Helen C.K.S. is back! Don’t fail to follow her link to the Handmade Ryan Gosling Tumbler.
There never was such a woman for good tips on websites and films. I offer my own with appropriate diffidence: Twenty Twelve is back. Friday, 10 pm, BBC 2. Lord Downton Abbey (=Hugh Bonneville) is transmogrified into Ian Fletcher, head of the Deliverance Committee in charge of arrangements for the Olympic Games. Olympophobes like me and my husband may enjoy it a teensy bit more than the general population, but there is a lot for everyone if it's half as good as the first series.
The v-neck vest needs one more evening, or part of one, after all. I’ve ribbed both sleeve-holes and am about halfway through the neck ribbing. I started at one shoulder and picked up stitches down the front at the agreed rate, three stitches for every four rows, and then back up the second side to the other shoulder – and only then, stopped to count. I had exactly the same number of stitches on each side – 51. I’m not boasting or anything.

**WORK INSTRUCTION:** Resume the text about Twenty Twelve and the v-neck vest, picking up after its final sentence.

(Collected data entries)

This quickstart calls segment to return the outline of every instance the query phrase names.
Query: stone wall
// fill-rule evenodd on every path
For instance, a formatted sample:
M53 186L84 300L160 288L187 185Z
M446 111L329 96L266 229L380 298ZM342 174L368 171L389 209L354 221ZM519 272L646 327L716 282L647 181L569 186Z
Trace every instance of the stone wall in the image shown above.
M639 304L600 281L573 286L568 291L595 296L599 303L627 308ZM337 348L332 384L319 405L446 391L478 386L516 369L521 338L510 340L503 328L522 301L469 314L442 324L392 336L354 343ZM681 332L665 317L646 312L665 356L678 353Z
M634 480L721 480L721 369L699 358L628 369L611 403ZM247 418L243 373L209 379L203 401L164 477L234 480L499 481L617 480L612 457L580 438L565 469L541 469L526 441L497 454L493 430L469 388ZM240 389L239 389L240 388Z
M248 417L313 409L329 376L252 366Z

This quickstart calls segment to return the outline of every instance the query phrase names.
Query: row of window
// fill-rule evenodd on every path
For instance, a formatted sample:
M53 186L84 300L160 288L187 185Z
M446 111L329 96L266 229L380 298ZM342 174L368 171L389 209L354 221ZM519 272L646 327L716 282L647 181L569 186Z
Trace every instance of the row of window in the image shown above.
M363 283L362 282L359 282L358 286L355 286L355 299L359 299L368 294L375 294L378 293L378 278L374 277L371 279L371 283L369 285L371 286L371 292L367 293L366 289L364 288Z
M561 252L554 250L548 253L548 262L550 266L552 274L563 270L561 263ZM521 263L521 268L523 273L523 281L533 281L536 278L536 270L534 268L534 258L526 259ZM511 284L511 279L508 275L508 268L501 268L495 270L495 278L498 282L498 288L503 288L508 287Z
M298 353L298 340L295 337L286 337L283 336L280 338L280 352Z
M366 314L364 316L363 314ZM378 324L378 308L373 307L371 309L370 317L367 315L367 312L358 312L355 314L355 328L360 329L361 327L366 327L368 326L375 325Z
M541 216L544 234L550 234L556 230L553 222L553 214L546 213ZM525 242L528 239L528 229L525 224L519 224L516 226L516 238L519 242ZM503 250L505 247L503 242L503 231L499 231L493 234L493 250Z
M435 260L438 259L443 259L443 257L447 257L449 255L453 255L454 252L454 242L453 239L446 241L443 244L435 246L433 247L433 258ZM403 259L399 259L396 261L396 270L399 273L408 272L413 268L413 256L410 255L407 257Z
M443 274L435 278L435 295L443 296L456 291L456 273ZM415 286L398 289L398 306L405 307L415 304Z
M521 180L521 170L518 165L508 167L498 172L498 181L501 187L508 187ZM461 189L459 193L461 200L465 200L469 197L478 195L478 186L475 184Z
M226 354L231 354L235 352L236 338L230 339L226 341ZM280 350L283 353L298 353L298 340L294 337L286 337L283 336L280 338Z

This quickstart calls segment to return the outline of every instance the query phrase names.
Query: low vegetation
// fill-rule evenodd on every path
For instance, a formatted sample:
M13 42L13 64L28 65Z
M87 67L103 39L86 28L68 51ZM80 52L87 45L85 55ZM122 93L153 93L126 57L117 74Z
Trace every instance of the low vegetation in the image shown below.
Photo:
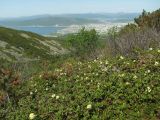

**WRITTEN REPLY:**
There is much to be said, and comments to be commented on, a propos both garlic mustard and the Sky Scarf, but I think I will deviate into Something Completely Different (and self-indulgent).
On Monday evening, for half an hour or so, my vision was distorted as if I were looking through tears, or broken glass. I have learned, fairly recently in a long life, to worry about retinal detachment so I wondered if this were that, and went screaming to the optician yesterday, and it wasn’t, my retinas are fine.
When I had my cataracts done four or five years ago, the surgeon said that my eye sockets were unusually deep and that that made retinal detachment more likely than for people with shallower eye sockets. Live and learn. A whole new anxiety to put up there with macular degeneration. My sister is a doctor, you will remember, so naturally I conferred with her on the subject.
Within a week, she woke up with symptoms of retinal detachment – it was like looking through lace, she said. She had prompt laser treatment, and all is well. But it proves that it can happen, and that God has a sense of humour.
The optician thought my symptom sounded like the visual distortions which often precede a migraine – or can happen, painlessly, with no headache to follow. That’s news. See a doctor if it goes on happening, she said. I am so relieved that my sight is, for the moment, safe, that I don’t care about anything else.
But it was a scare, and a chilling one. A reminder – I don’t want to be too gloomy here – that something serious and bad will happen in the reasonably near future, given my age.